══ Text block
Shaobing (), also called huoshao, is a type of baked, unleavened, layered flatbread in northern Chinese cuisine. Shaobing can be made with or without stuffing, and with or without sesame on top. Shaobing contains a variety of stuffings that can be grouped into two main flavors: savory or sweet. Some common stuffings include red bean paste, black sesame paste, stir-fried mung beans with egg and tofu, braised beef, smoked meat, or beef or pork with spices.

Shaobing is not very well known in southern China, unlike other northern dishes like mantou, baozi, and youtiao. Most Shaobing are popular in the northern part of China. Different types of shaobing are often associated with certain cities and towns.

Shaobing is a common breakfast item. Filled shaobing are usually eaten with soy milk and tea, while unfilled ones are usually eaten with steamed eggs or a breakfast meat dish. In the Mandarin cuisine tradition, shaobing are served with hot pot (huǒguō) in winter or soy milk.

History

Chinese legends claim that the roasted, flat shaobing was brought back from the Xiyu (the Western Regions, a name for far-western China and Central Asia) by the Han dynasty General Ban Chao, and that it was originally known as  (, lit. "barbarian pastry"). The shaobing is believed to be descended from the . Shaobing is believed to be related to the Persian and Central Asian naan and the Near Eastern pita. Foreign westerners made and sold sesame cakes in China during the Tang dynasty.
════
**The tasks**
1. Please write out a section of the shaobing text word for word, beginning at the words "Shaobing is a" and stopping after "or soy milk.".
2. Summarize the shaobing text in two sentences.
The entries that come next are separate material and not part of the shaobing text.
══ Recorded information
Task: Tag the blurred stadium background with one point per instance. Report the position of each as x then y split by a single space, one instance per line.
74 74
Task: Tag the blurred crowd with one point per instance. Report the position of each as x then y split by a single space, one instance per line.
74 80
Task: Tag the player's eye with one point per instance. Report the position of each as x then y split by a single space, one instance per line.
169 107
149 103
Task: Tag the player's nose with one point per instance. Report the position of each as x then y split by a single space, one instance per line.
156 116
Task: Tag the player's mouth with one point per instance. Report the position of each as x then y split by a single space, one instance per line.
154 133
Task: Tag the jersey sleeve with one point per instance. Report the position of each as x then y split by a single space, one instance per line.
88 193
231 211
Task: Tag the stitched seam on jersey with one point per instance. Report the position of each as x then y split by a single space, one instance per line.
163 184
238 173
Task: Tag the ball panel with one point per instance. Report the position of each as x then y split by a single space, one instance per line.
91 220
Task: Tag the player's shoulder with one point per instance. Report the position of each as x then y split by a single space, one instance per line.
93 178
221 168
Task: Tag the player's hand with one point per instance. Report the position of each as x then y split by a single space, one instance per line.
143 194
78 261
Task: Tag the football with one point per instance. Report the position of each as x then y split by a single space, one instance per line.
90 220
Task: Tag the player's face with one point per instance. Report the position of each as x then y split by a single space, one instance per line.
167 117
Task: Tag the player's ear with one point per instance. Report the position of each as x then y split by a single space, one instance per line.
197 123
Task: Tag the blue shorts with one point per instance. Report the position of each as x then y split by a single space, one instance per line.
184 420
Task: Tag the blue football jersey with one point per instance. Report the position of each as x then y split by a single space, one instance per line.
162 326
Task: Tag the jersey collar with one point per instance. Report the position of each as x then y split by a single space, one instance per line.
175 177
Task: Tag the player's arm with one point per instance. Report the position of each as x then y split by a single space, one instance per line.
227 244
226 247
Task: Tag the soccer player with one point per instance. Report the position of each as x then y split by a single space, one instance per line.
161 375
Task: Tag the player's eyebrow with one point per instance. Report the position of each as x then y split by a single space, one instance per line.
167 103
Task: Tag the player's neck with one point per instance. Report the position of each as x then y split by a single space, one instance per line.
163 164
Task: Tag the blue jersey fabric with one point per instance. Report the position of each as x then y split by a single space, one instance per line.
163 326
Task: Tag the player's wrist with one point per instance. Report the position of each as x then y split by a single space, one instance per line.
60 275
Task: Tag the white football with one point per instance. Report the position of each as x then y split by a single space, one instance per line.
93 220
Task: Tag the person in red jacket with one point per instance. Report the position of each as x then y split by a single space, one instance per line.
════
**Full answers**
1.
Shaobing is a common breakfast item. Filled shaobing are usually eaten with soy milk and tea, while unfilled ones are usually eaten with steamed eggs or a breakfast meat dish. In the Mandarin cuisine tradition, shaobing are served with hot pot (huǒguō) in winter or soy milk.

2. Shaobing, also called huoshao, is a baked, unleavened, layered flatbread of northern Chinese cuisine that can be plain or filled with sweet or savory stuffings, with or without sesame on top. A common breakfast item popular mainly in northern China, it is said in Chinese legend to have been brought back from the Western Regions by the Han dynasty General Ban Chao.